» Source text
-=-=-

Experts point out that privacy-centric cryptocurrency Monero (CRYPTO: XMR) is becoming increasingly popular among cybercriminals, taking away a part of Bitcoin’s (CRYPTO: BTC) cake.
What Happened: According to a Sunday CNBC report, Chief Information Security Officer at cyberthreat intelligence company Digital Shadows Rick Holland said that “the more savvy criminals are using Monero.”
Former Chairman of Europe’s top cryptography firm Ultimaco Fred Thiel explained the advantages that this coin has over Bitcoin in this case.
“On the Bitcoin blockchain, you can see what wallet address transacted, how many Bitcoin, where it came from, where it’s going. […] With Monero, [the blockchain] obfuscates the wallet address, the amount of the transactions, who the counter-party was, which is pretty much exactly what the bad actors want.”
While experts admit that Bitcoin still dominates the ransomware, computer viruses asking for a crypto ransom in exchange for restoring the user’s access to his data, scene, Monero is quickly gaining ground.
Holland said that one ransomware group — REvil — goes as far as to “give discounts or request payments in Monero, just in the past couple months.”
“It’s almost like we’re seeing, at least from a cyber criminal perspective, a resurgence…in Monero, because it has inherently more privacy than some of the other coins out there (sic),” he continued.
While those features meant that cybercriminals are adopting Monero, regulated actors tend to refrain from dabbling in it.
Portfolio manager and Quantum Economics founder pointed out that Monero “certainly isn’t enjoying as much from the recent wave of institutional investments” and pointed out that many regulated cryptocurrency exchanges decided not to list the coin over regulatory concerns.

-=-=-

» Entries shown
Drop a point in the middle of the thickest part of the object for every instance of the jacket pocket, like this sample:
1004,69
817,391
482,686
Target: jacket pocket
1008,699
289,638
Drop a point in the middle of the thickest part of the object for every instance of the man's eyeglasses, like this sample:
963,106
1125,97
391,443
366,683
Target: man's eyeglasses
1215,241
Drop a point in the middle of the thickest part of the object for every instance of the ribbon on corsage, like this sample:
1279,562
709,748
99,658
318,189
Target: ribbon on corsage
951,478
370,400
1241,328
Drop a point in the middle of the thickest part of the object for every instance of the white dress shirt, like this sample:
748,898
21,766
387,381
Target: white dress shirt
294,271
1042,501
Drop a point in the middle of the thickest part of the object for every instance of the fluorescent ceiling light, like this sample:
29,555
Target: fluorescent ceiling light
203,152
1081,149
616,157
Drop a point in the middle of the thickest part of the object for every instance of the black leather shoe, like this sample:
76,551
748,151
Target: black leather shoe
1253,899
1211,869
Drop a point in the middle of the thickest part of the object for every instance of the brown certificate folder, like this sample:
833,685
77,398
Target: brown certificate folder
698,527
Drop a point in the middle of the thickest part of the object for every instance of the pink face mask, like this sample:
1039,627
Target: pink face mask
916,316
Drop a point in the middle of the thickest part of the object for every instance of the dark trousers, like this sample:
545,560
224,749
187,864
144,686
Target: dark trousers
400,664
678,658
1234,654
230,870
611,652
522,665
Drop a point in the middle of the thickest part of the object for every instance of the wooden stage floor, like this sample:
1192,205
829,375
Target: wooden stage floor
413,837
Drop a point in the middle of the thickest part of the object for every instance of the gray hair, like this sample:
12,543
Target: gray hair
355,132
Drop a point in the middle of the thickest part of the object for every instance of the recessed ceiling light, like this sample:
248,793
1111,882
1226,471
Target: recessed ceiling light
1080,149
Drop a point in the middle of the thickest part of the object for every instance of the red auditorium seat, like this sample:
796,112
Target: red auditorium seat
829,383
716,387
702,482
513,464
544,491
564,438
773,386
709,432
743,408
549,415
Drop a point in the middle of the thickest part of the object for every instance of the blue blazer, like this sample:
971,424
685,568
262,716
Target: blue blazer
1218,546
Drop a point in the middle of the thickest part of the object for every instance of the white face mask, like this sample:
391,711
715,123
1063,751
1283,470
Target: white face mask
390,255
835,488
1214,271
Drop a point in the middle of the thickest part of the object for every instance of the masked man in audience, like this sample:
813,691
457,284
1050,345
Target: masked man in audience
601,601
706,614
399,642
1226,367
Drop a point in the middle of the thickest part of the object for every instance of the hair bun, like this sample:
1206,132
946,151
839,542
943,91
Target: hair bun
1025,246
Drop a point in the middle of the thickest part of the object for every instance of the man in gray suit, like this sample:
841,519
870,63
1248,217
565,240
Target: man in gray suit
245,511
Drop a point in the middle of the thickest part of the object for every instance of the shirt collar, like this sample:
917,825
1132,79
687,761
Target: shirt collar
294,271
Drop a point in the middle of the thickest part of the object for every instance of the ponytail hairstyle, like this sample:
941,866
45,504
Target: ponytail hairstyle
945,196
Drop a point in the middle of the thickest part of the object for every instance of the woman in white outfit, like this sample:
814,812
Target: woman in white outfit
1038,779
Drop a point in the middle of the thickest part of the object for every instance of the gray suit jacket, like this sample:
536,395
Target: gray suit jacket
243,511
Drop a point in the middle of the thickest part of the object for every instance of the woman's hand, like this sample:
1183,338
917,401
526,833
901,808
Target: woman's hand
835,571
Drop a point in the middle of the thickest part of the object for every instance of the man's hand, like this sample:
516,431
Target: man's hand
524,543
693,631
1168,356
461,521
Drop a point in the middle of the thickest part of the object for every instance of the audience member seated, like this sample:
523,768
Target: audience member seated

-=-=-

» Exercise aim
Please continue the article on Monero's popularity among cybercriminals, picking up after its last sentence.

» Result
As a consequence, ransomware groups requesting it as payment find it harder to get paid.
“If you’re a corporation and you want to acquire a bunch of monero to pay somebody, it’s very hard to do. […] I would wager to say the U.S. and other regulators are going to shut them [monero] down pretty hard,” Thiel explained.
Former Central Intelligence Agency Case Officer Peter Marta, who now advises companies about cybersecurity, points out that cybersecurity insurance firms “often refuse to reimburse a ransom payment if it’s been in Monero.”
The reason is that the insurer cannot establish whether the cybercriminals were on a sanction list if Monero is used.
“One of the things that insurers will always ask for is what type of due diligence the victim company conducted, before making the payment…to try to minimize the chance that the payment goes to an entity on the sanctions list,” Marta added.
Price Action: Ranked 27th on data platform Coinmarketcap, Monero (XMR) was trading at $268.79, with a 10.22% increase in price over the last twenty-four hours.
The trading volume stood at over $224 million, with a current market cap of almost $5 billion.